Persyaratan 1:
Sebutkan semua singkatan berhuruf kapital yang muncul dalam berita tentang TPA Degayu berikut.

Kutipan Terpilih:
--
Kondisi Darurat TPA Degayu

Rabu 24-02-2021,12:30 WIB

KOTA - Kondisi Tempat Pembuangan Akhir (TPA) Degayu makin hari makin memprihatinkan. Tiap hari sampah yang dibuang terus bertambah, sedangkan tempat penampungan terus menyusut. Saat ini pun, sampah yang ditampung dia dua zona aktif sudah menggunung hingga mencapai ketinggian 17 meter. Gunungan sampah di sisi timur TPA, bahkan dilaporkan longsor akibat banjir belum lama ini.

Dampaknya, tumpukan sampah menutupi akses armada sehingga sementara waktu sampah ditumpuk di depan kantor TPA. Sebagian lainnya, longsor ke arah tambak milik warga yang dikhawatirkan limbah lindi dapat mencemari kolam tambak di sekitar. "Situasinya sudah sangat memprihatinkan," ungkap Kepala Dinas Lingkungan Hidup (DLH), Purwanti dalam rapat kerja bersama Komisi B DPRD Kota Pekalongan, Selasa (23/2/2021).
--
Item dari sumber data:
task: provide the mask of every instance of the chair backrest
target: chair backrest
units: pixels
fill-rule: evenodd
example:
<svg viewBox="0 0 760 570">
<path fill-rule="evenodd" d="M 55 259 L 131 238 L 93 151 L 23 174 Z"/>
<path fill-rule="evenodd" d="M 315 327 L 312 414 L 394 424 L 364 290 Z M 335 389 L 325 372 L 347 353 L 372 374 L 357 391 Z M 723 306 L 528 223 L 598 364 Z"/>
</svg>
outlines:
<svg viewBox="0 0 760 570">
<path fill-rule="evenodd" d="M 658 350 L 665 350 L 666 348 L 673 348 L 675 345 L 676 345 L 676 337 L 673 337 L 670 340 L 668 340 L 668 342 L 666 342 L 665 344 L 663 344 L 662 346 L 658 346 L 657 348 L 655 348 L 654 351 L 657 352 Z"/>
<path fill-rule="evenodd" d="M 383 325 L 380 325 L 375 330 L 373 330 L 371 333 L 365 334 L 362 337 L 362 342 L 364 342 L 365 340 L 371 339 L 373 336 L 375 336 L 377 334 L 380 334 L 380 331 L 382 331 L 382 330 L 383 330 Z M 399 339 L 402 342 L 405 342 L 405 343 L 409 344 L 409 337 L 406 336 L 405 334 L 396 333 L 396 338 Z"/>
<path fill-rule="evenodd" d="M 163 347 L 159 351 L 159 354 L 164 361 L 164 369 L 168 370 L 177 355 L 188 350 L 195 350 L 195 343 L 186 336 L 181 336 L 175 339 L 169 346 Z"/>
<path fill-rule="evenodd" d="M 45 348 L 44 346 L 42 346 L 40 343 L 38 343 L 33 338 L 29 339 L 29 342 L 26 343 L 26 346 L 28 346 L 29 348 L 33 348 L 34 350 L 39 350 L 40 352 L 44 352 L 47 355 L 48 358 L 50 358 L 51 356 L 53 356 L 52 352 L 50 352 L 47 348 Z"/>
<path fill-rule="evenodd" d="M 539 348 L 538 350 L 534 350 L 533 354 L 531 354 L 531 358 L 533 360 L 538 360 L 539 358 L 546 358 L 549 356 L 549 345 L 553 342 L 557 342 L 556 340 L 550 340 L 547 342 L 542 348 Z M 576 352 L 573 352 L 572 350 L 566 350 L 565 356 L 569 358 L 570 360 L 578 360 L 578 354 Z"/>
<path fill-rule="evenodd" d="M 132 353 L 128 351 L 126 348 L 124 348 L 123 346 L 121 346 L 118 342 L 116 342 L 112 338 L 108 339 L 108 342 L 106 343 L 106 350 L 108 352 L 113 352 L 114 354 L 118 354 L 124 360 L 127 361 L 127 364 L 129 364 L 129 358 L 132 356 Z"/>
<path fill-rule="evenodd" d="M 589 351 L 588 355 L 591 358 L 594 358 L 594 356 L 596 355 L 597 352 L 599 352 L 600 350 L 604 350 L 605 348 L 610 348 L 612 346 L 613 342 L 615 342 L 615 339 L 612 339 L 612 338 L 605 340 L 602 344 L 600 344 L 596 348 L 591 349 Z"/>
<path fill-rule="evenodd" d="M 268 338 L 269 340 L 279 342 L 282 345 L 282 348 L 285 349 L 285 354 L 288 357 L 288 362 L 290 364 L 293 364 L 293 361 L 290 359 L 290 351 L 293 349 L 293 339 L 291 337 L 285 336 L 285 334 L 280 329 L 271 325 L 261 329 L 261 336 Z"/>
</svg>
--
Persyaratan 2:
Salin kembali daftar di atas, mulai dari baris pertamanya dan berakhir pada baris yang memuat "589 351 L 588", kedua baris itu ikut, lengkap dengan permintaannya. Skalakan ulang setiap angka pada garis luar jawaban, yaitu ukuran viewBox dan koordinat titik, dengan mengalikannya 0,9 lalu membulatkannya ke bilangan bulat terdekat, dengan nilai tepat setengah dibulatkan ke atas.

Jawaban Tertulis 1:
WIB, TPA, DLH, DPRD

Jawaban Tertulis 2:
task: provide the mask of every instance of the chair backrest
target: chair backrest
units: pixels
fill-rule: evenodd
example:
<svg viewBox="0 0 760 570">
<path fill-rule="evenodd" d="M 55 259 L 131 238 L 93 151 L 23 174 Z"/>
<path fill-rule="evenodd" d="M 315 327 L 312 414 L 394 424 L 364 290 Z M 335 389 L 325 372 L 347 353 L 372 374 L 357 391 Z M 723 306 L 528 223 L 598 364 Z"/>
</svg>
outlines:
<svg viewBox="0 0 684 513">
<path fill-rule="evenodd" d="M 592 315 L 599 315 L 599 313 L 606 313 L 608 311 L 608 311 L 608 303 L 606 303 L 603 306 L 601 306 L 601 308 L 599 308 L 599 310 L 597 310 L 596 311 L 592 311 L 591 313 L 590 313 L 589 316 L 591 317 Z"/>
<path fill-rule="evenodd" d="M 345 293 L 342 293 L 338 297 L 336 297 L 334 300 L 329 301 L 326 303 L 326 308 L 328 308 L 329 306 L 334 305 L 336 302 L 338 302 L 339 301 L 342 301 L 342 298 L 344 298 L 344 297 L 345 297 Z M 359 305 L 362 308 L 365 308 L 365 309 L 368 310 L 368 303 L 365 302 L 365 301 L 356 300 L 356 304 Z"/>
<path fill-rule="evenodd" d="M 147 312 L 143 316 L 143 319 L 148 325 L 148 332 L 151 333 L 159 320 L 169 315 L 176 315 L 176 309 L 167 302 L 163 302 L 158 305 L 152 311 Z"/>
<path fill-rule="evenodd" d="M 41 313 L 40 311 L 38 311 L 36 309 L 34 309 L 30 304 L 26 305 L 26 308 L 23 309 L 23 311 L 25 311 L 26 313 L 30 313 L 31 315 L 35 315 L 36 317 L 40 317 L 42 320 L 43 322 L 45 322 L 46 320 L 48 320 L 47 317 L 45 317 L 42 313 Z"/>
<path fill-rule="evenodd" d="M 485 313 L 484 315 L 481 315 L 480 319 L 478 319 L 478 322 L 480 324 L 484 324 L 485 322 L 491 322 L 494 320 L 494 311 L 498 308 L 501 308 L 500 306 L 495 306 L 492 308 L 488 313 Z M 518 317 L 516 317 L 515 315 L 509 315 L 509 320 L 512 322 L 513 324 L 520 324 L 520 319 Z"/>
<path fill-rule="evenodd" d="M 119 318 L 115 316 L 113 313 L 112 313 L 111 311 L 109 311 L 106 308 L 104 308 L 101 304 L 97 305 L 97 308 L 95 309 L 95 315 L 97 317 L 102 317 L 103 319 L 106 319 L 112 324 L 114 325 L 114 328 L 116 328 L 116 322 L 119 320 Z"/>
<path fill-rule="evenodd" d="M 530 316 L 529 320 L 532 322 L 535 322 L 535 320 L 536 320 L 537 317 L 539 317 L 540 315 L 544 315 L 545 313 L 549 313 L 551 311 L 552 308 L 554 308 L 554 305 L 551 305 L 551 304 L 545 306 L 542 310 L 540 310 L 536 313 L 532 314 Z"/>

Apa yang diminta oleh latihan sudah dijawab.